Выполните задания |
A. Какие денежные суммы названы в отрывке со страницы? Перечислите все.
B. Обновите фрагмент записей от строки, содержащей «Labeling round 2. The target category is metal», до конца записей: замените «stone» на «marble», а всё остальное оставьте как есть. Картинки в ответ не включайте.

Отрывок со страницы |
##########

После университета пригласил к себе Корелкина, который пришел в 6 часов, просидел до 8; После пошли вместе к Излеру, где он повел меня в отдельную половину, куда я хотел уже раньше идти, думал посмотреть на шахматы там, - там читал "Allgemeine Zeitunqqg" {104}и проч., выпили по чашке кофе, Корелкин курил трубку. Деньги были только у меня, у него не было, поэтому я и отдал, да раньше 20 к. сер., итак в один день 65 к. Пришло в голову, что ведь Вас. Петр., кажется, говорил, что хорошо играет на бильярде, так нельзя ли этому быть источником денег? Пришло стремление узнать, что с ним делается, и ныне после обеда непременно буду у него, тем более, что может быть (хотя едва ли) получу от Ворониных деньги. Когда получу, - 3 р. сер. на калоши, которые делает Фриц (приходил и взял для этого сапоги без меня, дней 5), другие ему.
Ив. Гр. просидел до 8 час. в Сенате, дожидаясь напечатания записки, которой корректуру читал вчера, и мне стало его жаль, как бывает жаль себя, что утомился, а еще более, когда он просидел всю ночь теперь за письмом, потому что, не думая, что выйдет в 5 час, обещался к ныне составить краткую записку; человек трудится до утомления, и тогда мне нельзя не принимать в нем участия, хотя он мне и не нравится. У Излера читал "Presse", Шатобриана, за субботу и воскресенье (16 и 17 декабря), где говорит он о своей любви к Miss Ives -прекрасно, прекрасно и решительно в моем духе; хотя как-то мысли, которые напечатаны в 4-м или 5 столбце первой страницы, показались несколько ограниченными и несколько расстроили мое расположение, но после снова решительно понравилось оно: как. трогательно это свидание через 20 лет, когда оба волнуются, и раньше какая нежность, а в воскресном номере (то в субботу) в первых столбцах, 3-м или 4-м, он объясняет это событие и говорит о своем характере: не откровенный, какой-то сжимающийся, ничего про себя не говорящий, потому что знает, какую скуку наводит этЧ) на других, когда говорит человек о себе, поэтому никто,- говорит,- никогда не знал меня - и, конечно, самые короткие друзья мои гораздо более узнают и меня, и обо мне из этих записок, чем знали до сих пор. Это решительно как бы я,, решительно как бы я (я и раньше замечал в себе много его характера, весьма много сходства, конечно, такое сходство по качеству, а не по количеству, какое есть между шаром в вершок в поперечнике и солнечным шаром, но все-таки они подходят под один разряд).

##########

Исходные данные |
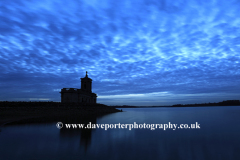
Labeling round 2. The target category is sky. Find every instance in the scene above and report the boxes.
[0,0,240,106]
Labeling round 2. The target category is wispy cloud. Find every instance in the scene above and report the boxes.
[0,0,240,105]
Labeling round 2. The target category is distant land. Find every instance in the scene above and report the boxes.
[172,100,240,107]
[110,100,240,108]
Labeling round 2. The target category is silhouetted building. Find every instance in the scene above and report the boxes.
[60,72,97,103]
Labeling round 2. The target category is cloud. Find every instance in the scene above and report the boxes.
[0,0,240,105]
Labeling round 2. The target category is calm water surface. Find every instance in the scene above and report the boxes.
[0,106,240,160]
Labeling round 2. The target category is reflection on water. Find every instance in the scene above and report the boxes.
[0,107,240,160]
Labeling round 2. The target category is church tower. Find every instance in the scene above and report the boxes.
[81,71,92,93]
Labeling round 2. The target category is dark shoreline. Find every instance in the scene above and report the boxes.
[0,101,120,127]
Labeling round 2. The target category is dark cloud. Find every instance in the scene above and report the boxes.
[0,0,240,105]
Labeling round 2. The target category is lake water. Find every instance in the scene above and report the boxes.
[0,106,240,160]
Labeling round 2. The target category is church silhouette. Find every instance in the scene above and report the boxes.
[60,71,97,104]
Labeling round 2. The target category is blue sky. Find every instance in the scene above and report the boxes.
[0,0,240,105]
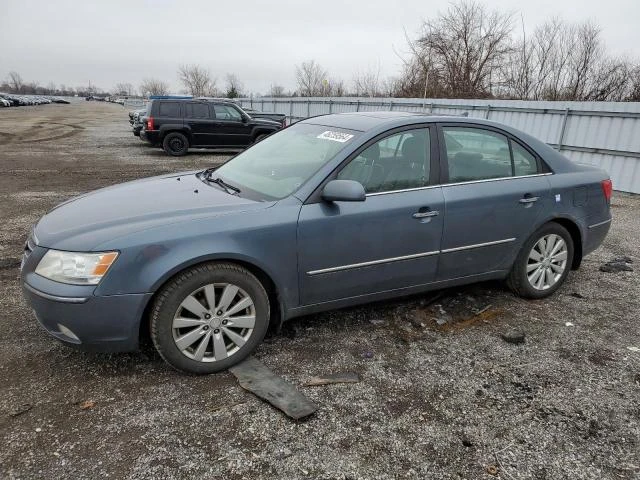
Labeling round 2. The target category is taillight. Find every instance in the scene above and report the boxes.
[601,178,613,202]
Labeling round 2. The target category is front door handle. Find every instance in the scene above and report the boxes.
[518,193,540,204]
[412,208,440,218]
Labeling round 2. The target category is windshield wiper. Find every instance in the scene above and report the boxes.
[207,177,240,195]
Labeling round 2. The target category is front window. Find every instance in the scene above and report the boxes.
[338,128,431,193]
[213,124,359,200]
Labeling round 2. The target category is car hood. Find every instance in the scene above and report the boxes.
[34,172,273,251]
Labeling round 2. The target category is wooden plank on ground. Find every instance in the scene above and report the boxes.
[229,357,318,420]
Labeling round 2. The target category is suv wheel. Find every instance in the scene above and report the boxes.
[507,222,573,298]
[151,263,270,374]
[162,132,189,157]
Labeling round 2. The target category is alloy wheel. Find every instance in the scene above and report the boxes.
[527,233,568,290]
[172,283,256,362]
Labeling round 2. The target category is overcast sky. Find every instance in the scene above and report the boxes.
[0,0,640,92]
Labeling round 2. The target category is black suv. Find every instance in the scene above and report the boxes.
[140,99,282,156]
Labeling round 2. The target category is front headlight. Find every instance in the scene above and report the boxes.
[36,250,118,285]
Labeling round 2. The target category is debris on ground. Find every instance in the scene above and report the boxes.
[229,357,318,420]
[302,372,360,387]
[78,400,96,410]
[500,330,525,345]
[600,256,633,273]
[9,403,33,417]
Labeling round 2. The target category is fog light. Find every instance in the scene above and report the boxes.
[58,323,80,342]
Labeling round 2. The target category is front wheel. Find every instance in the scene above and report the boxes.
[151,263,269,374]
[507,222,574,299]
[162,132,189,157]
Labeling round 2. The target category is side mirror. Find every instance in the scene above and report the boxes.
[322,180,367,202]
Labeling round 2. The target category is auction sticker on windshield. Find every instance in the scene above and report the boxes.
[318,130,353,143]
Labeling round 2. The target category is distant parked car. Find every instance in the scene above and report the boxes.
[21,113,612,373]
[140,99,282,156]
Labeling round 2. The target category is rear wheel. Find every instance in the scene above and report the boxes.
[507,222,574,298]
[162,132,189,157]
[151,263,269,374]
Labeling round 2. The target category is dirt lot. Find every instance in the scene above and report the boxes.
[0,101,640,479]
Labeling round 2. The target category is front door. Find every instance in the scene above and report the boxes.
[438,125,553,280]
[298,127,444,305]
[213,104,253,147]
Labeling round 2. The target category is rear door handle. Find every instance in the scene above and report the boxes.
[412,209,440,218]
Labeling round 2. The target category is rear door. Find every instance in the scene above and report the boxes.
[184,102,217,147]
[212,104,253,147]
[298,126,444,305]
[438,124,553,280]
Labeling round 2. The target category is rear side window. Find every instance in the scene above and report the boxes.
[158,102,180,117]
[213,105,242,121]
[185,103,209,118]
[443,127,512,183]
[443,127,539,183]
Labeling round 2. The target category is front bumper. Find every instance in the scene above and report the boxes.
[22,280,152,352]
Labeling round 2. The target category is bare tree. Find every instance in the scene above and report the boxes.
[353,65,380,97]
[397,0,513,98]
[268,84,284,97]
[7,72,24,93]
[296,60,328,97]
[418,0,513,97]
[178,65,216,97]
[139,78,169,96]
[225,73,244,98]
[328,78,347,97]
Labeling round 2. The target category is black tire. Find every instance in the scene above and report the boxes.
[253,133,269,145]
[150,262,270,374]
[162,132,189,157]
[507,222,574,299]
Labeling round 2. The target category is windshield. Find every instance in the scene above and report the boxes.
[214,123,359,200]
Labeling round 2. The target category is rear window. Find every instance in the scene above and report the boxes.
[158,102,180,117]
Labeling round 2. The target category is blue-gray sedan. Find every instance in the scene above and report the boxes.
[22,112,612,373]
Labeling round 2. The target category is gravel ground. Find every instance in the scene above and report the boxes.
[0,102,640,479]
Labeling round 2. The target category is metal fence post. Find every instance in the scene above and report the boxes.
[557,108,569,151]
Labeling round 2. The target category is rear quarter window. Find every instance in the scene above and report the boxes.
[158,102,180,117]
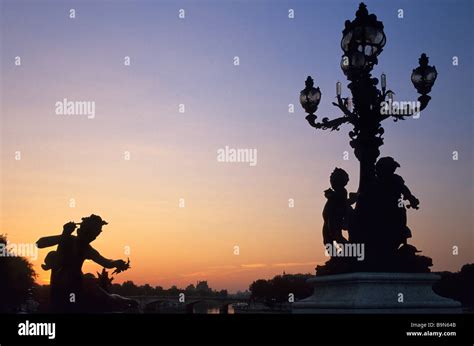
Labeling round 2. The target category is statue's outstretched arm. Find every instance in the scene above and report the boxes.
[87,247,116,268]
[36,235,61,249]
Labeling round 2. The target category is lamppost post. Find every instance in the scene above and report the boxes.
[300,3,437,268]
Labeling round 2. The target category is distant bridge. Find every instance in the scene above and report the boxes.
[128,295,249,314]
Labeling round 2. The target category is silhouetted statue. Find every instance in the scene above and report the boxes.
[37,214,130,312]
[323,167,355,245]
[375,157,420,250]
[316,157,433,275]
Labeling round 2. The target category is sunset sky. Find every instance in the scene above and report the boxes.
[0,0,474,292]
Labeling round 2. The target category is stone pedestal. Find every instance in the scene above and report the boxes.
[292,272,462,314]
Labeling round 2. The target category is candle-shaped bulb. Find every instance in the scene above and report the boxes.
[380,73,387,89]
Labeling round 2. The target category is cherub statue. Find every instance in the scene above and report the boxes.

##########

Решения задач |
A. 20 к. сер., 65 к., 3 р. сер.

B.
Labeling round 2. The target category is metal fence post. Find every instance in the scene above and report the boxes.
[557,108,569,151]
Labeling round 2. The target category is rear quarter window. Find every instance in the scene above and report the boxes.
[158,102,180,117]
Labeling round 2. The target category is statue's outstretched arm. Find every instance in the scene above and report the boxes.
[87,247,116,268]
[36,235,61,249]
Labeling round 2. The target category is lamppost post. Find every instance in the scene above and report the boxes.
[300,3,437,268]
Labeling round 2. The target category is distant bridge. Find every instance in the scene above and report the boxes.
[128,295,249,314]
Labeling round 2. The target category is silhouetted statue. Find every instance in the scene above and report the boxes.
[37,214,130,312]
[323,167,355,245]
[375,157,420,250]
[316,157,433,275]
Labeling round 2. The target category is sunset sky. Find every instance in the scene above and report the boxes.
[0,0,474,292]
Labeling round 2. The target category is marble pedestal. Find every instance in the scene above and report the boxes.
[292,272,462,314]
Labeling round 2. The target category is candle-shaped bulb. Find every instance in the scene above and report the boxes.
[380,73,387,89]
Labeling round 2. The target category is cherub statue. Find every instance in the scene above and report the boxes.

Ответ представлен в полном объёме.